____ Entries provided

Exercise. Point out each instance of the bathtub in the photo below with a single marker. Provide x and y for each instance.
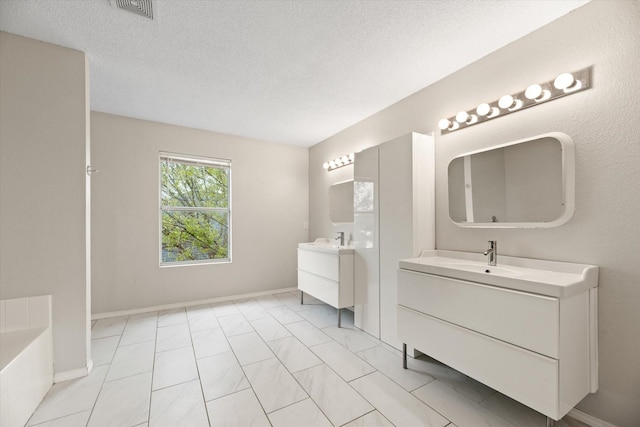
(26, 357)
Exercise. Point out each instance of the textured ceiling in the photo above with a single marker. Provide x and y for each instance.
(294, 72)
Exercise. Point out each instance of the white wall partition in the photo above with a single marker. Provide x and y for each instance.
(393, 219)
(43, 188)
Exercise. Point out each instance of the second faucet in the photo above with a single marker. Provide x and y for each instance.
(492, 252)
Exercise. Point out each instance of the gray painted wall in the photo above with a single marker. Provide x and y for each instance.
(604, 124)
(269, 207)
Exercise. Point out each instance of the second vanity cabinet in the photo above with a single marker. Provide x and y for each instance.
(326, 273)
(539, 349)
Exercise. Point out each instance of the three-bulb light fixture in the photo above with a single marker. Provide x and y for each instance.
(563, 85)
(339, 162)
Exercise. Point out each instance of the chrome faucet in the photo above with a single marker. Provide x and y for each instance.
(492, 252)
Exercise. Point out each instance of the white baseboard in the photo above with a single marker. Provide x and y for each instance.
(590, 420)
(187, 304)
(59, 377)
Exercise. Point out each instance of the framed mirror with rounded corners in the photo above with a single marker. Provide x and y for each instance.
(529, 183)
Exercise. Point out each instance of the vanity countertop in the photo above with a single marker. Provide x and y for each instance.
(327, 246)
(551, 278)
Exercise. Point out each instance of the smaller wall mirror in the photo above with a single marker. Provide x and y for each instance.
(341, 202)
(522, 184)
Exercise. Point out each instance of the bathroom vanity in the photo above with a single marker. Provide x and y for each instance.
(527, 328)
(325, 271)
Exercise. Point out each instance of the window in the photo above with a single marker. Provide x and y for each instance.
(195, 213)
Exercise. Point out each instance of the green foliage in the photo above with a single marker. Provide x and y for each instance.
(194, 234)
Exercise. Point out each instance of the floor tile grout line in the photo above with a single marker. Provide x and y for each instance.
(104, 380)
(195, 360)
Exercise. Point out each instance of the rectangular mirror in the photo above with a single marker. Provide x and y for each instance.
(527, 183)
(341, 202)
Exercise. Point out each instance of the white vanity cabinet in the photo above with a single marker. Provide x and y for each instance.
(540, 350)
(326, 273)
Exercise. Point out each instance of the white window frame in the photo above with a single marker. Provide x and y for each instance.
(194, 161)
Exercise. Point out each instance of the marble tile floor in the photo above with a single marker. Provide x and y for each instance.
(265, 361)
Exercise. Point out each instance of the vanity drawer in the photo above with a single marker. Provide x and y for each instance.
(321, 288)
(497, 312)
(527, 377)
(318, 263)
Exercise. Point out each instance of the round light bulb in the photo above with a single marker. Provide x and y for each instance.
(564, 81)
(506, 101)
(462, 117)
(533, 92)
(483, 109)
(444, 124)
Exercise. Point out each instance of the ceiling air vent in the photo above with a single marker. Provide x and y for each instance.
(139, 7)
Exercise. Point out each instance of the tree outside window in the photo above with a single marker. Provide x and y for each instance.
(194, 209)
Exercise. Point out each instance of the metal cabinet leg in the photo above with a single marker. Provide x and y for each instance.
(404, 355)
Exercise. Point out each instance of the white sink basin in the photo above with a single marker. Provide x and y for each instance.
(326, 245)
(557, 279)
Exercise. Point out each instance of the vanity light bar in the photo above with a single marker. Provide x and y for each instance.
(563, 85)
(339, 162)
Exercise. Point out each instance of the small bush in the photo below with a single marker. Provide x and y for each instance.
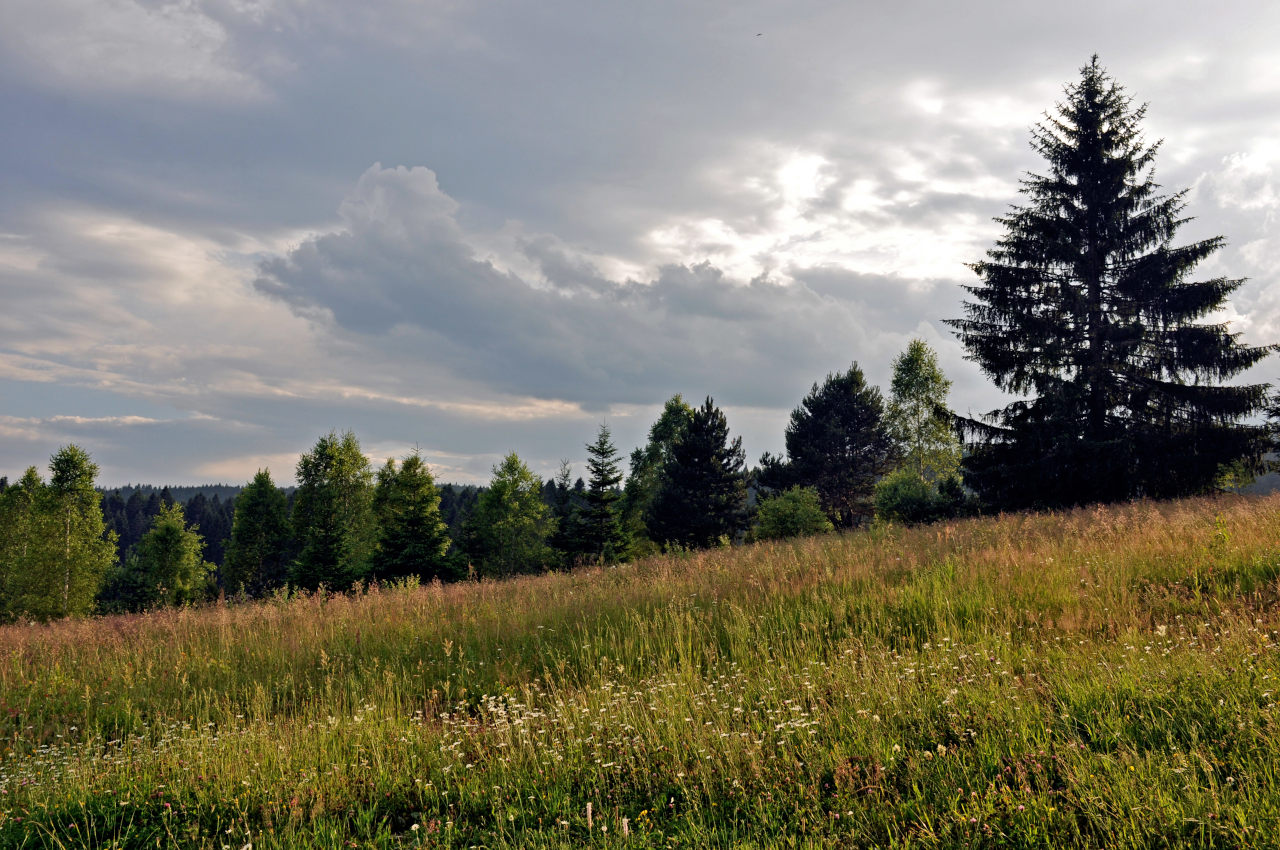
(792, 513)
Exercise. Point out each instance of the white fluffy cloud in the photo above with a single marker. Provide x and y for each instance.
(201, 272)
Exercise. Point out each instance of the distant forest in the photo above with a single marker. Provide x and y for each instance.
(1084, 310)
(210, 511)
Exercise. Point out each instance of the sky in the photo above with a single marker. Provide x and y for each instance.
(228, 227)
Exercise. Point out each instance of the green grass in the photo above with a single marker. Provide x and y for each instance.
(1102, 677)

________

● Exercise description: The output must match, line for line, the span from the line containing "Exercise. Point out each instance of the vanity drawer" through the end of the data, with the pictures removed.

● Answer below:
Exercise. Point out each instance of the vanity drawer in the photo above with a single marker. Provide x and y for each instance.
(321, 288)
(497, 312)
(527, 377)
(318, 263)
Exercise. Point out each instance of the round light bulb in the photo above with a single marker. Provide x and y for each instance.
(564, 81)
(506, 101)
(462, 117)
(533, 92)
(483, 109)
(444, 124)
Exercise. Point out each instance of the ceiling air vent in the photo above with a single marker. Provide x and y for each instance.
(139, 7)
Exercise. Point out each instance of the tree outside window in the photo above with a single marker. Provide x and y for each instance.
(194, 209)
Exercise. Point out each instance of the metal cabinet leg in the photo above with a single marker. Provide x and y for each instance.
(404, 355)
Exercise. Point out each instance of the white sink basin in the photo above with a single marker. Provide x and y for each instance.
(326, 245)
(557, 279)
Exercise. Point out each instance of the vanity light bar in the photo above with a single marker. Provide x and y for each instance.
(563, 85)
(339, 162)
Exercise. Point out each instance of the small bush in the photo below with a single marker. Provide x and y for each instance.
(792, 513)
Exercise. Point out each instance of the white fluffy cloud in the photo above with a single marker. Provide x and y for each instance.
(201, 272)
Exercise. Point out each instance of the distant forest in the photo above with a single marker. Provide x and y for each instance.
(1084, 310)
(210, 511)
Exercise. Point out each instance of the sky in the photo above with a single marker. Provide x and y for each instance.
(228, 227)
Exercise. Point out each instance of the green grass in the photo above with a single marker. Provide x and y for each instance.
(1102, 677)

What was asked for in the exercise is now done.